____ DATA RECORDS
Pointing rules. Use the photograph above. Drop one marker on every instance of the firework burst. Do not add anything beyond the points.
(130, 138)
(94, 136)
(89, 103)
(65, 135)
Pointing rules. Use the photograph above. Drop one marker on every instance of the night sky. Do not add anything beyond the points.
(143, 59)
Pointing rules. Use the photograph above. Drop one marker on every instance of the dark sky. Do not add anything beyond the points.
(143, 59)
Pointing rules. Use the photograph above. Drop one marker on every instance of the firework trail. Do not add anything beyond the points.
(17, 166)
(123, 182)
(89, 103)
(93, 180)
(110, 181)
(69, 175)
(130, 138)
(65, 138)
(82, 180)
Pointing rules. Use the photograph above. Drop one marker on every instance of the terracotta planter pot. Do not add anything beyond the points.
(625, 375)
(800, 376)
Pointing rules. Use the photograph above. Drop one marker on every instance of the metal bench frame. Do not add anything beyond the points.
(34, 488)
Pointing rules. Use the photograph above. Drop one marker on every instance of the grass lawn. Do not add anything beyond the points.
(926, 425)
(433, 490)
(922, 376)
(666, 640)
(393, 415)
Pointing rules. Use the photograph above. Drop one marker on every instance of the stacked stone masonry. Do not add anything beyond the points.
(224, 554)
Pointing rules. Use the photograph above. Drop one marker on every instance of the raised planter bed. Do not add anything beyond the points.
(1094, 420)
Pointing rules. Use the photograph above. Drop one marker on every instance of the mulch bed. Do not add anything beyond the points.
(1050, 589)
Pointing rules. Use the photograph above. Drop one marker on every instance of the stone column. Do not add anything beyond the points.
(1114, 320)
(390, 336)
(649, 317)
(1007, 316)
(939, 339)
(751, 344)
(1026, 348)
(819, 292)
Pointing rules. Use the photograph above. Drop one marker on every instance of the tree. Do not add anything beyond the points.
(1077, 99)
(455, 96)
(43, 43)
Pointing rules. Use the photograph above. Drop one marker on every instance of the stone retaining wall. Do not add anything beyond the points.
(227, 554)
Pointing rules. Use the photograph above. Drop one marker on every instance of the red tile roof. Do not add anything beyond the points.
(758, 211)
________
#### AIM OF THE EXERCISE
Every record above is to be written out exactly.

#### SOLUTION FOR THIS TASK
Pointing rules. Use the photograph above. Drop one marker on every instance of the firework burst. Do not add anything beyond the points.
(130, 138)
(94, 136)
(89, 103)
(65, 135)
Pointing rules. Use the photograph above. Drop one marker on every instance of the night sky. Do not add anything beyond the points.
(143, 59)
Pointing rules. Use the photograph above. Drop one marker on every instance of the dark sky. Do not add anything beyond the points.
(143, 59)
Pointing rules. Use the photograph above. Drop one marker on every instance of the firework trail. Do not add anything beyond the points.
(17, 166)
(123, 182)
(89, 103)
(93, 180)
(110, 181)
(69, 175)
(130, 138)
(65, 138)
(82, 180)
Pointing rules. Use the photograph above. Drop one marker on every instance of the terracotta planter pot. Do not add anything beyond the points.
(625, 375)
(800, 376)
Pointing rules. Use the photograph above. Drop one marker on every instance of the metal bench frame. Do not add anything beyond the points.
(34, 488)
Pointing rules. Use the photograph above. Drop one marker on every instance of the grass lawn. Do not add anything beyond the points.
(926, 425)
(433, 490)
(922, 376)
(666, 640)
(393, 415)
Pointing rules. Use the photograph above. Drop one marker on every instance of the stacked stone masonry. Do not add anything beyond the points.
(224, 554)
Pointing rules. Use the photograph above. Drop one marker on every instance of the raised planter bed. Do not add anything beyond the points.
(1094, 420)
Pointing rules. Use the photograph above. Drop one marker on every instance of the mulch bed. Do not add anything beyond the points.
(1050, 589)
Pointing rules. Use the photograph above. Drop one marker on every instance of the stone column. Do not add anything beyond the points.
(1114, 320)
(390, 336)
(649, 317)
(1007, 316)
(939, 339)
(751, 344)
(1026, 348)
(819, 292)
Pointing rules. Use the photograph above. Drop one marker on every instance of the tree. Do not add anything beyond the points.
(1077, 99)
(455, 96)
(43, 43)
Pointing rules. Use the photograph above. Drop one marker on every instance of the stone retaining wall. Do not add anything beyond the points.
(227, 554)
Pointing rules. Use the photograph above. Drop one marker on every instance of the red tile roof. Do not add anything beyond the points.
(758, 211)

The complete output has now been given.